• _Directions for this task_:
Update the records by replacing "keypoint" with "marker" and leaving everything else as it is.

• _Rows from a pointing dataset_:
_ _ _ _ _

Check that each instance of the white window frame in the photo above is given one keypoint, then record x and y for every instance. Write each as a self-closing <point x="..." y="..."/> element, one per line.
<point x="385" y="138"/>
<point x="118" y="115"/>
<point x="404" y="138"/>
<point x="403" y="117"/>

_ _ _ _ _

• _Task response_:
Check that each instance of the white window frame in the photo above is given one marker, then record x and y for every instance. Write each as a self-closing <point x="..." y="..."/> element, one per line.
<point x="385" y="138"/>
<point x="118" y="115"/>
<point x="404" y="138"/>
<point x="403" y="117"/>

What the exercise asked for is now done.